— Extracted information —
━━━━━━━━━━

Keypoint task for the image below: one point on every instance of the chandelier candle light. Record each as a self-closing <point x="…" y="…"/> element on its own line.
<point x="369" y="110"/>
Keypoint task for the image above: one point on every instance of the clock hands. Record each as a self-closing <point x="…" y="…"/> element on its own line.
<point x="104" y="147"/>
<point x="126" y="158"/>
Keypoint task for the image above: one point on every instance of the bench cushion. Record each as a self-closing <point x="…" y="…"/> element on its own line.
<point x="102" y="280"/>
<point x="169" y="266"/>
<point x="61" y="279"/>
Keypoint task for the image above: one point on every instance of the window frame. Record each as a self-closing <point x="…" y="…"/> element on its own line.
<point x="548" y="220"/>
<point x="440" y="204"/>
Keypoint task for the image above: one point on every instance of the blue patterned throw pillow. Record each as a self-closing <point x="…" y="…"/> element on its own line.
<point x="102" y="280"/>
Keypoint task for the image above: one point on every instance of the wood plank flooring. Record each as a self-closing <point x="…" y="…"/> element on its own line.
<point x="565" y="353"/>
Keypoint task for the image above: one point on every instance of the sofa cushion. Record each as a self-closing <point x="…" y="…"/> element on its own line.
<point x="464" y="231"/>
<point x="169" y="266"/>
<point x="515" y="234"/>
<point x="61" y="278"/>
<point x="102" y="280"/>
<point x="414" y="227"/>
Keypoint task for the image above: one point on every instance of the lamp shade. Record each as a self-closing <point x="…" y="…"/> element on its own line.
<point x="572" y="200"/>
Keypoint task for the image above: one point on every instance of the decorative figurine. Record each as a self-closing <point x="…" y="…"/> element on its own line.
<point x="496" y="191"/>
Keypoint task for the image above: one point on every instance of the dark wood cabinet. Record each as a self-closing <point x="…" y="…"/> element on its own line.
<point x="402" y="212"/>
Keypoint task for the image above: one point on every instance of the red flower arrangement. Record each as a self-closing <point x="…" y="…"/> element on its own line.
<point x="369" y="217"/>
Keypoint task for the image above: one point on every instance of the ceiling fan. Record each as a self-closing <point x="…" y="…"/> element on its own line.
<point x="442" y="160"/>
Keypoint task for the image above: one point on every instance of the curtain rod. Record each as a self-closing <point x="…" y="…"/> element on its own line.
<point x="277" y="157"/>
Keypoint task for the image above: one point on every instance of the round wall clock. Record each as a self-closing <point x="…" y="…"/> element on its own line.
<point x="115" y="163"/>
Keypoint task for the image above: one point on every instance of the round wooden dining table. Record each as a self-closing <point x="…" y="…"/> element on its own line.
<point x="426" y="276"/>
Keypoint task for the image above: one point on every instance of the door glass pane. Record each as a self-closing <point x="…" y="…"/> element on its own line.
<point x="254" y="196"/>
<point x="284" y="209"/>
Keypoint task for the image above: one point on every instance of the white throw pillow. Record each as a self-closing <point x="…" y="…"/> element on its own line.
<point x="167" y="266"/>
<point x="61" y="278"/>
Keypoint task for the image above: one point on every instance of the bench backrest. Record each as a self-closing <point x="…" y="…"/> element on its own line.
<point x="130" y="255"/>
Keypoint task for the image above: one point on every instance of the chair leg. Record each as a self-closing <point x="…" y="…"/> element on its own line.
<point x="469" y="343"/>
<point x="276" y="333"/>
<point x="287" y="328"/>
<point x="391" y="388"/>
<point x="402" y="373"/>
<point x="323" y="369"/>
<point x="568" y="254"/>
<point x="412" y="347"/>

━━━━━━━━━━

— Exercise brief —
The entries above must be copied verbatim. Leave none out.

— Output for this exercise —
Keypoint task for the image below: one point on every instance of the chandelier candle light. Record each as a self-closing <point x="…" y="…"/> element on its own line.
<point x="369" y="110"/>
Keypoint task for the image above: one point on every instance of the clock hands. Record each as a self-closing <point x="…" y="…"/> element on its own line.
<point x="104" y="147"/>
<point x="126" y="158"/>
Keypoint task for the image above: one point on every instance of the bench cushion. Record each as a self-closing <point x="…" y="…"/> element on its own line.
<point x="102" y="280"/>
<point x="169" y="266"/>
<point x="61" y="279"/>
Keypoint task for the image above: one point on every instance of the window frame. Record each as a self-closing <point x="…" y="…"/> element on its own line.
<point x="548" y="220"/>
<point x="440" y="204"/>
Keypoint task for the image above: one point on every instance of the blue patterned throw pillow. Record each as a self-closing <point x="…" y="…"/> element on its own line.
<point x="102" y="280"/>
Keypoint task for the image above: one point on every instance of the wood plank flooring. Record each as a self-closing <point x="…" y="…"/> element on its own line.
<point x="565" y="353"/>
Keypoint task for the image above: one point on every instance of the sofa cushion. Record each as a self-closing <point x="…" y="…"/> element on its own line.
<point x="464" y="231"/>
<point x="169" y="266"/>
<point x="515" y="234"/>
<point x="61" y="278"/>
<point x="102" y="280"/>
<point x="414" y="227"/>
Keypoint task for the image above: one point on every instance of the lamp shade. Record each as a self-closing <point x="…" y="…"/> element on its own line.
<point x="572" y="200"/>
Keypoint task for the image above: one point on every instance of the decorative figurine. Record each as a self-closing <point x="…" y="…"/> element on its own line.
<point x="496" y="191"/>
Keypoint task for the image above: one point on every instance of the dark wood cabinet. Record each as a self-closing <point x="…" y="…"/> element on its own line.
<point x="402" y="212"/>
Keypoint task for the image above: one point on every instance of the red flower arrangement. Record each as a self-closing <point x="…" y="…"/> element on its own line.
<point x="369" y="217"/>
Keypoint task for the image above: one point on every instance of the ceiling fan. Record each as a self-closing <point x="…" y="…"/> element on its own line.
<point x="442" y="160"/>
Keypoint task for the image above: one point on every instance of the curtain rod. Record each as a self-closing <point x="…" y="…"/> element on its own line.
<point x="277" y="157"/>
Keypoint task for the image above: one point on every instance of the round wall clock. Record each as a self-closing <point x="…" y="…"/> element on its own line.
<point x="115" y="163"/>
Keypoint task for the image above: one point on every instance of the round wooden dining table. Record each as a self-closing <point x="…" y="…"/> element on its own line.
<point x="426" y="276"/>
Keypoint task for the image above: one point on every instance of the door glass pane. Record each as a self-closing <point x="…" y="…"/> element on its own line.
<point x="254" y="196"/>
<point x="284" y="209"/>
Keypoint task for the image above: one point on every instance of the white throw pillow. Record each as a self-closing <point x="…" y="…"/> element on its own line.
<point x="167" y="266"/>
<point x="61" y="278"/>
Keypoint task for the image above: one point on every instance of the bench backrest. Record each as a self-closing <point x="…" y="…"/> element on its own line.
<point x="130" y="255"/>
Keypoint task for the image above: one point on every instance of the chair leg. Record each as a self-closing <point x="…" y="…"/> element on its own line.
<point x="469" y="343"/>
<point x="276" y="333"/>
<point x="287" y="328"/>
<point x="391" y="388"/>
<point x="402" y="373"/>
<point x="323" y="369"/>
<point x="568" y="254"/>
<point x="412" y="347"/>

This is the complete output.